* START Working data *

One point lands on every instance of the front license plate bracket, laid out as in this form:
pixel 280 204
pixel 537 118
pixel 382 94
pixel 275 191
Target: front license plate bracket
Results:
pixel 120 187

* END Working data *

▸ Your task
Type the material above out again, exactly.

▸ Complete response
One point lands on every instance of the front license plate bracket, laid out as in this form:
pixel 280 204
pixel 537 118
pixel 382 94
pixel 275 191
Target: front license plate bracket
Results:
pixel 120 187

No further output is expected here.